-------- Given information --------

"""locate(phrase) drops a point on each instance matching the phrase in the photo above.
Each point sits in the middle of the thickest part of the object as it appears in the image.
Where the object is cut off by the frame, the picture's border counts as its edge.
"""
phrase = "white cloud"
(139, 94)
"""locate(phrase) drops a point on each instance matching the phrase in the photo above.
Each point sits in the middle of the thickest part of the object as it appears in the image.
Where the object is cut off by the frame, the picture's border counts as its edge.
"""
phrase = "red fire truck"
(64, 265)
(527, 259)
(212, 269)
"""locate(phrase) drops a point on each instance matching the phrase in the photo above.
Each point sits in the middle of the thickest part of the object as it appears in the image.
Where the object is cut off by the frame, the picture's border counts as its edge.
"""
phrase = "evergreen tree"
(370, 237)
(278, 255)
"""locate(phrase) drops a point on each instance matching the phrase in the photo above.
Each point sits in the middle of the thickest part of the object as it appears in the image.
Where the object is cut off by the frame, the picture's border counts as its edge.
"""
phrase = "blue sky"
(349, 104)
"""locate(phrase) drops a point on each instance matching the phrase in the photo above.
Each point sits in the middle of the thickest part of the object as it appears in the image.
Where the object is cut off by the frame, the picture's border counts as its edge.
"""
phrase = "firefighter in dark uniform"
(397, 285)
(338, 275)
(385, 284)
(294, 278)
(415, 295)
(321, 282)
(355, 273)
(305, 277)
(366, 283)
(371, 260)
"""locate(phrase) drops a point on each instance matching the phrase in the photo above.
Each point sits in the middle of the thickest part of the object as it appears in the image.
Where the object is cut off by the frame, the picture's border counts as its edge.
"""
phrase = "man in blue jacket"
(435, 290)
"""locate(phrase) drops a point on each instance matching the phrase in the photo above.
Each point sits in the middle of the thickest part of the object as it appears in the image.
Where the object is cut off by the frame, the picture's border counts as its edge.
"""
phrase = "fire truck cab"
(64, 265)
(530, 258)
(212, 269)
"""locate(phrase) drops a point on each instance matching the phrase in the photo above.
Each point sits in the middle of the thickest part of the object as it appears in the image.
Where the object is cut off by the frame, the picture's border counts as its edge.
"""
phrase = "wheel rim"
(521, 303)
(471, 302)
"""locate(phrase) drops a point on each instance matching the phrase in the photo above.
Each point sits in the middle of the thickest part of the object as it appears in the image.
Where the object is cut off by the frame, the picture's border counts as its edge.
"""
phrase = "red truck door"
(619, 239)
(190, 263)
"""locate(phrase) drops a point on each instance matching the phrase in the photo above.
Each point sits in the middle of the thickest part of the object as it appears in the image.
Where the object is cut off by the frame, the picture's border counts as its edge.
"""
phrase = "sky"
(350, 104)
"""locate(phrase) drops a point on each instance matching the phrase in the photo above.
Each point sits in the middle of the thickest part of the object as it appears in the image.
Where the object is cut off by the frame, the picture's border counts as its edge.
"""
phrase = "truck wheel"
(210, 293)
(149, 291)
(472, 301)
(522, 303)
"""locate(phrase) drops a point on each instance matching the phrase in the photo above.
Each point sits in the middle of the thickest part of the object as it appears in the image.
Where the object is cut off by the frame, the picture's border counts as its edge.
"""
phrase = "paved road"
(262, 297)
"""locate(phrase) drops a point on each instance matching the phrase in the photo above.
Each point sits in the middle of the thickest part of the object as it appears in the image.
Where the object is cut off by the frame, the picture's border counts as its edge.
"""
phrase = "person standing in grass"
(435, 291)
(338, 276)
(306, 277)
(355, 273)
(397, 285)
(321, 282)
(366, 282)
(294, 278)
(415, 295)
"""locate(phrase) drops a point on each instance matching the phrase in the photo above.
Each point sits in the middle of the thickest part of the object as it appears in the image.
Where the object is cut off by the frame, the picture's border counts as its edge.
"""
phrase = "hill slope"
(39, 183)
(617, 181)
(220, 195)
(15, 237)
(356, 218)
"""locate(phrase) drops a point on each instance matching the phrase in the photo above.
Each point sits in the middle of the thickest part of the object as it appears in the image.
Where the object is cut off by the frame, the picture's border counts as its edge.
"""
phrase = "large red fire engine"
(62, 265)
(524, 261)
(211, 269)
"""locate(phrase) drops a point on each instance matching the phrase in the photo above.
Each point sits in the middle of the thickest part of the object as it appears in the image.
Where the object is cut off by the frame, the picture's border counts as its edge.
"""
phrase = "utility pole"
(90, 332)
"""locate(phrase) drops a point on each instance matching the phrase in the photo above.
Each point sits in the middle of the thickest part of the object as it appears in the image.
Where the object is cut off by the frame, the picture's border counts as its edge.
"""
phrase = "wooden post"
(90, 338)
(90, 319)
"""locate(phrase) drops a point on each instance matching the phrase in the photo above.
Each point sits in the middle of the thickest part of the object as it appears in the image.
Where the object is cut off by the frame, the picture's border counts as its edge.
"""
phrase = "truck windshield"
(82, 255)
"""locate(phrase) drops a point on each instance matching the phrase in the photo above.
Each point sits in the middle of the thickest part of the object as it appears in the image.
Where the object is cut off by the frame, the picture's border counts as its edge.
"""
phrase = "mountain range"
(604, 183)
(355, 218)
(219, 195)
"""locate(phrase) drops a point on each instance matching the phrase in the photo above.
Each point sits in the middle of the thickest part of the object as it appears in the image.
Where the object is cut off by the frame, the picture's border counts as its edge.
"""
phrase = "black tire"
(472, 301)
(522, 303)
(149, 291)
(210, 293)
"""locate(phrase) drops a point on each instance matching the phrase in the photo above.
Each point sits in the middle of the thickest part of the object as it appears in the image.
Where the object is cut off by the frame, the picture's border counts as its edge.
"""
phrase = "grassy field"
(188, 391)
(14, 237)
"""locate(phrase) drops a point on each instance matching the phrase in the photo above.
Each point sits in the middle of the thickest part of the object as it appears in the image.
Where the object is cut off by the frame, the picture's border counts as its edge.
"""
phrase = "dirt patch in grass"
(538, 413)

--------

Go through the records and print each one exactly.

[The answer]
"""locate(phrase) drops a point on each instance matching the phrase in the photo above.
Each point sits in the middle of the thickest part of the object as it appears in the image.
Where the object is cut off by the frame, the picture's border counts as its edge.
"""
phrase = "white cloud"
(139, 94)
"""locate(phrase) drops a point on each instance matching the phrase in the photo above.
Each point sits in the middle of the thickest part of the object as it appears in the image.
Where the object is cut off by the frame, the picture's border counts as its edge.
"""
phrase = "red fire truck"
(64, 265)
(527, 259)
(212, 269)
"""locate(phrase) drops a point on each instance matching the phrase in the photo above.
Each point sits in the middle of the thickest part of the object as it appears in the image.
Where the object is cut off by the frame, the picture's border counts as its edge.
"""
phrase = "evergreen tree"
(370, 237)
(278, 255)
"""locate(phrase) drops a point on each instance matching the phrase in the photo above.
Each point sits in the middle of the thickest part of the object as it appears in the image.
Where the object is cut off by the frame, the picture's border counts as its edge.
"""
phrase = "blue sky"
(349, 104)
"""locate(phrase) drops a point on each instance matching the phrase in the photo above.
Each point sits in the middle of the thickest part of the object as it appears in the image.
Where the object is cut off by the frame, the picture's border counts as its edge.
"""
phrase = "firefighter in dark uniform"
(397, 285)
(338, 275)
(385, 284)
(294, 278)
(415, 295)
(321, 282)
(355, 273)
(305, 277)
(366, 283)
(371, 260)
"""locate(phrase) drops a point on each instance matching the phrase in the photo above.
Each point sits in the middle of the thickest part of the object as it appears in the image.
Where the object is cut off by the frame, the picture's border counts as its edge.
"""
phrase = "man in blue jacket"
(435, 290)
"""locate(phrase) drops a point on each instance matching the phrase in the photo above.
Each point sits in the middle of the thickest part of the object as it appears in the image.
Where the object is cut off by the frame, the picture's border counts as its edge.
"""
phrase = "fire truck cab"
(64, 265)
(530, 258)
(212, 269)
"""locate(phrase) drops a point on each instance matching the phrase in the photo above.
Each point sits in the middle of the thickest part of the object as it appears in the image.
Where the object is cut off by the frame, the picture's border counts as its edge.
"""
phrase = "wheel rim"
(521, 303)
(471, 302)
"""locate(phrase) drops a point on each instance matching the phrase in the photo above.
Each point sits in the middle of the thickest part of the object as it appears in the image.
Where the object is cut off by the frame, the picture's border counts as its edge.
"""
phrase = "red truck door"
(619, 239)
(190, 263)
"""locate(phrase) drops a point on each instance matching the phrase in the photo above.
Each point sits in the middle of the thickest part of the object as it appears in the image.
Where the object is cut off by the frame, the picture's border counts as its edge.
"""
phrase = "sky"
(350, 104)
"""locate(phrase) drops a point on each instance matching the phrase in the photo above.
Each point sits in the middle of the thickest part of the object as it appears in the image.
Where the object is cut off by the frame, the picture's border counts as its edge.
"""
phrase = "truck wheel"
(210, 293)
(149, 291)
(472, 301)
(522, 303)
"""locate(phrase) drops a point on each instance matching the phrase in the photo above.
Each point sits in the middle of the thickest part of the object as it appears in the image.
Where the object is cut off by the frame, the picture's border counts as its edge.
"""
phrase = "paved road"
(262, 297)
"""locate(phrase) drops a point on each instance matching the phrase in the photo above.
Each point sits in the middle of the thickest part of the object as it appears in the image.
Where the object is cut off by the frame, the picture's border counts as its edge.
"""
phrase = "person standing in grass"
(435, 291)
(338, 276)
(306, 277)
(355, 273)
(397, 285)
(321, 282)
(366, 282)
(294, 278)
(415, 295)
"""locate(phrase) drops a point on each instance matching the phrase in the photo above.
Each point sits in the middle of the thickest part of the object as it appears in the image.
Where the object is cut off by the frame, the picture's border counts as its edge.
"""
phrase = "hill slope"
(39, 183)
(617, 181)
(220, 195)
(15, 237)
(356, 218)
"""locate(phrase) drops a point on each instance matching the phrase in the photo above.
Each point sits in the middle of the thickest part of the object as it appears in the image.
Where the object is cut off by the frame, the picture's border counts as its edge.
"""
phrase = "large red fire engine"
(62, 265)
(524, 261)
(211, 269)
"""locate(phrase) drops a point on each instance matching the phrase in the photo above.
Each point sits in the middle of the thickest part of the object as it appears in the image.
Where the object is cut off by the frame, the picture's border counts as its edge.
"""
phrase = "utility pole"
(90, 332)
"""locate(phrase) drops a point on each instance matching the phrase in the photo above.
Each point sits in the middle of the thickest part of the object as it appears in the image.
Where the object is cut off by the frame, the picture's border counts as its edge.
"""
phrase = "wooden post"
(90, 338)
(90, 319)
"""locate(phrase) drops a point on each instance matching the phrase in the photo above.
Each point sits in the middle of the thickest part of the object as it appears in the image.
Where the object is cut off by the frame, the picture's border counts as its edge.
"""
phrase = "truck windshield"
(82, 255)
"""locate(phrase) drops a point on each instance matching the phrase in the photo above.
Each point sits in the middle of the thickest part of the object as it appears in the image.
Where the object is cut off by the frame, the picture's border counts as its edge.
"""
phrase = "mountain range"
(604, 183)
(355, 218)
(219, 195)
"""locate(phrase) drops a point on each instance matching the phrase in the photo above.
Each point sits in the middle of the thickest part of the object as it appears in the image.
Where the object is cut off by the frame, the picture's border counts as its edge.
"""
phrase = "black tire"
(472, 301)
(522, 303)
(149, 291)
(210, 293)
"""locate(phrase) drops a point on each instance matching the phrase in the photo above.
Each point sits in the middle of the thickest part of the object as it appears in the image.
Where the object is cut off by the frame, the picture's border counts as its edge.
"""
phrase = "grassy field"
(188, 391)
(14, 237)
"""locate(phrase) drops a point on each instance matching the phrase in the photo above.
Each point sits in the middle of the thickest part of the object as it appears in the image.
Where the object is cut off by the frame, the picture's border counts as its edge.
"""
phrase = "dirt patch in grass"
(538, 413)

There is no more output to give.